### Given request
Locate each line in the rows below that contains the word "mountain", and copy every such line.

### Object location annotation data
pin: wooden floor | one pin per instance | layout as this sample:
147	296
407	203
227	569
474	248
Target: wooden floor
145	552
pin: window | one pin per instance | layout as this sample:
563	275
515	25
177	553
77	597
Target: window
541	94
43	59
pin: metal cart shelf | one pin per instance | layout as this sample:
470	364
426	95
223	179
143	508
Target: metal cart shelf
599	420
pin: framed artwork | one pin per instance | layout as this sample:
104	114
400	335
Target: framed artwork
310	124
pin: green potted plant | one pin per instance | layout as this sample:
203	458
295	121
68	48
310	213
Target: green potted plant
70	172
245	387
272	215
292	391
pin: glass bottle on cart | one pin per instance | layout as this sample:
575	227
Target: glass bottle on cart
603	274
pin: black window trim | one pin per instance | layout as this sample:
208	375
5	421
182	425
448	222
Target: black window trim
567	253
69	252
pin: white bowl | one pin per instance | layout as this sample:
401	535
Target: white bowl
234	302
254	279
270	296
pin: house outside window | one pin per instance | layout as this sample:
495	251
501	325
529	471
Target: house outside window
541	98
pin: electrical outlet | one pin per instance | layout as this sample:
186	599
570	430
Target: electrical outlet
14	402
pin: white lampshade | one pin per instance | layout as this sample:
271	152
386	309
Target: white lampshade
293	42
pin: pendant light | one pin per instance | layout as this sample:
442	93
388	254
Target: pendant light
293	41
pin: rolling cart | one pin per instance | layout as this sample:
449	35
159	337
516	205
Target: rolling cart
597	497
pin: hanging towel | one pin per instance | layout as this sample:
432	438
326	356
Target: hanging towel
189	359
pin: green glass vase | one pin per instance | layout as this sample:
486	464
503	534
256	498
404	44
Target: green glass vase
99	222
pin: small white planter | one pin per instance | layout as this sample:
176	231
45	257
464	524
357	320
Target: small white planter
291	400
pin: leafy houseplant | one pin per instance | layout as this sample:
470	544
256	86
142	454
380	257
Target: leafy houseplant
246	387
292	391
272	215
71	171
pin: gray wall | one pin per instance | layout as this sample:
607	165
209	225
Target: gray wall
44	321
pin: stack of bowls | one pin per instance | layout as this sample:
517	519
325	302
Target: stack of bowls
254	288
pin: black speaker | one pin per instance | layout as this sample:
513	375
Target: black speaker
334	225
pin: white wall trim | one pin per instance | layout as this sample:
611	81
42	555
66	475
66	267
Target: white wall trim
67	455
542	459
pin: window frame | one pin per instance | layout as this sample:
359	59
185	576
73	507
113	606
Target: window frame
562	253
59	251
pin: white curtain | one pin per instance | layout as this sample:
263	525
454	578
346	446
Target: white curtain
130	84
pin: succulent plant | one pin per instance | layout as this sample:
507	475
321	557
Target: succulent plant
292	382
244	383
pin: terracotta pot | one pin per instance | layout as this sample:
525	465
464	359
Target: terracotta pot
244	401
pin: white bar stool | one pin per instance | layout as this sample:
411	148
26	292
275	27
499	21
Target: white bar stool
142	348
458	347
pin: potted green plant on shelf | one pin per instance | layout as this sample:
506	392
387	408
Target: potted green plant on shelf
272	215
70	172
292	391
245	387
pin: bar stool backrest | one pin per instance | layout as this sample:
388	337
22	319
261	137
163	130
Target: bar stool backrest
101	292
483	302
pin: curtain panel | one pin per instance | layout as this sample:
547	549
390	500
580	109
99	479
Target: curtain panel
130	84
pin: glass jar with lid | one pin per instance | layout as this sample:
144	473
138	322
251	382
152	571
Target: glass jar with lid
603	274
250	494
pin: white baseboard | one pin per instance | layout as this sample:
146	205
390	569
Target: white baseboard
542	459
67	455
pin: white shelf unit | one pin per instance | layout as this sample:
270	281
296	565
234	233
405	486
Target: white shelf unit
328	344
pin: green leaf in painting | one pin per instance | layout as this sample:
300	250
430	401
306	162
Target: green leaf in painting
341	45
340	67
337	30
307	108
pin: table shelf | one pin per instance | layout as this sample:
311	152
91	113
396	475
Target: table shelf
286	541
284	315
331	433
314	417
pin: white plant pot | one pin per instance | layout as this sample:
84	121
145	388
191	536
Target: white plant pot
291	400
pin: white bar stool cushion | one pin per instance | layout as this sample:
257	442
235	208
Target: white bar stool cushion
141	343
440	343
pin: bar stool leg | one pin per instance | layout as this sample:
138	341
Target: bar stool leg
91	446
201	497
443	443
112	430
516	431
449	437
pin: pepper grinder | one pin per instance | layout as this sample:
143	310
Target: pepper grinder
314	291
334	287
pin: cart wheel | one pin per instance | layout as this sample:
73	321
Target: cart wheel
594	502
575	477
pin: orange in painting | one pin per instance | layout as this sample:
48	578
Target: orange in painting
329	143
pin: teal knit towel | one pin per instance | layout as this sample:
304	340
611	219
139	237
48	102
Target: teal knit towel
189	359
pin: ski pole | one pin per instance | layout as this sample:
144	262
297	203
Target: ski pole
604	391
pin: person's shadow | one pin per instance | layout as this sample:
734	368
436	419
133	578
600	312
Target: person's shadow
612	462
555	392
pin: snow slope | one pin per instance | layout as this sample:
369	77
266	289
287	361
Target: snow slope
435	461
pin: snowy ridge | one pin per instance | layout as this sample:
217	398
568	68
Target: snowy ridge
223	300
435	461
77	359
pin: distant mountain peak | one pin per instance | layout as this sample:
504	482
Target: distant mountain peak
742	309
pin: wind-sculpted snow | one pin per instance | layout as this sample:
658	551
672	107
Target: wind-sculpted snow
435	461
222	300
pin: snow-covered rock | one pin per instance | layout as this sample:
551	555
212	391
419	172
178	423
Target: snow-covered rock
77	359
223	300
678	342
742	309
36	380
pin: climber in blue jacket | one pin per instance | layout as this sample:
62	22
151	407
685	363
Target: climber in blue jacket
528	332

...

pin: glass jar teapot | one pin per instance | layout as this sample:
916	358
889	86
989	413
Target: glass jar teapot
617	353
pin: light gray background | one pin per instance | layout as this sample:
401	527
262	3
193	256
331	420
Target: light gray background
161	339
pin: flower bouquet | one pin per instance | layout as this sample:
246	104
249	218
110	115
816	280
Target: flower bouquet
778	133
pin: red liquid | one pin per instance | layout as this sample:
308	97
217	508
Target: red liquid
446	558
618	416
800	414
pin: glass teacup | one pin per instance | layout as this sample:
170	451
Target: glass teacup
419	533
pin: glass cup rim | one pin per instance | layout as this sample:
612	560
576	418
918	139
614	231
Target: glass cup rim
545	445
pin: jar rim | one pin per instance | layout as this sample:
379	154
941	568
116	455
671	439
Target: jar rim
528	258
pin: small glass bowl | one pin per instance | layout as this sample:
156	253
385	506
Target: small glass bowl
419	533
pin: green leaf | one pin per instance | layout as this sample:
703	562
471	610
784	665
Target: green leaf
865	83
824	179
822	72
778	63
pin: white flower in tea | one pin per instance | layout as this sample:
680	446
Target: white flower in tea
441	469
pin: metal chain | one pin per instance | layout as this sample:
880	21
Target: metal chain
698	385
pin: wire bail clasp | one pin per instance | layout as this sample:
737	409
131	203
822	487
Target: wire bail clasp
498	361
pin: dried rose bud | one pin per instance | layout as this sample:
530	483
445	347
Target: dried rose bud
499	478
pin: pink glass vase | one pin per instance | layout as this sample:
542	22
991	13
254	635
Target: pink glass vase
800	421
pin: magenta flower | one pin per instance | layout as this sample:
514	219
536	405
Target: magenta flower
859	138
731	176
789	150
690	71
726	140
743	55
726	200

==

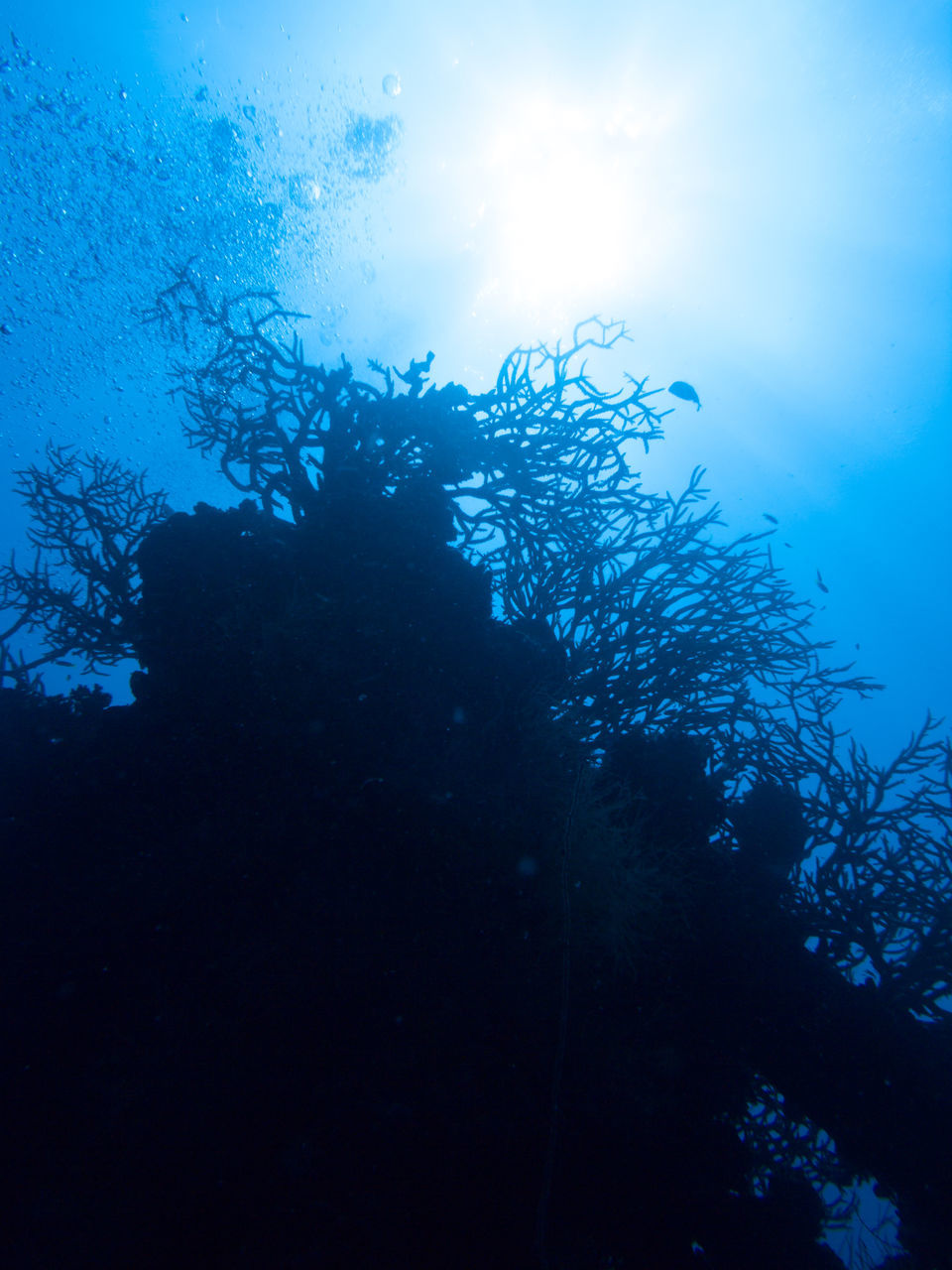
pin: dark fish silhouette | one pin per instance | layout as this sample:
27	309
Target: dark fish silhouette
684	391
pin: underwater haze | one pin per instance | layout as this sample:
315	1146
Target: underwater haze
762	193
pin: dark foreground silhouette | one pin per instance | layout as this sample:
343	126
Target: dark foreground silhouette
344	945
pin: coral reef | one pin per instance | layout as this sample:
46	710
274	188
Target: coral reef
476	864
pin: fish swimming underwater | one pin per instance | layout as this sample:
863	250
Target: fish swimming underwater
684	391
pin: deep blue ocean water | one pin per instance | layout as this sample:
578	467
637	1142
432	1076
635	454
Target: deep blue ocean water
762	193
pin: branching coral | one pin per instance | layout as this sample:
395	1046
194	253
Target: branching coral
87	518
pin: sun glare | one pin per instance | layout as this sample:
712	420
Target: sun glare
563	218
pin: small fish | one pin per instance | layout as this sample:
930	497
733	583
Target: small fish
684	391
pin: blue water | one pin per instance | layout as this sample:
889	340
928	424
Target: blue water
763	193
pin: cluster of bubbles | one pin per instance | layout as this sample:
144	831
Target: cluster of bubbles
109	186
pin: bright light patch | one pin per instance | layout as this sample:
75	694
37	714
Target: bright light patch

### Answer to the exercise
pin: distant mountain peak | one pin per instance | layout as this sample:
Target: distant mountain peak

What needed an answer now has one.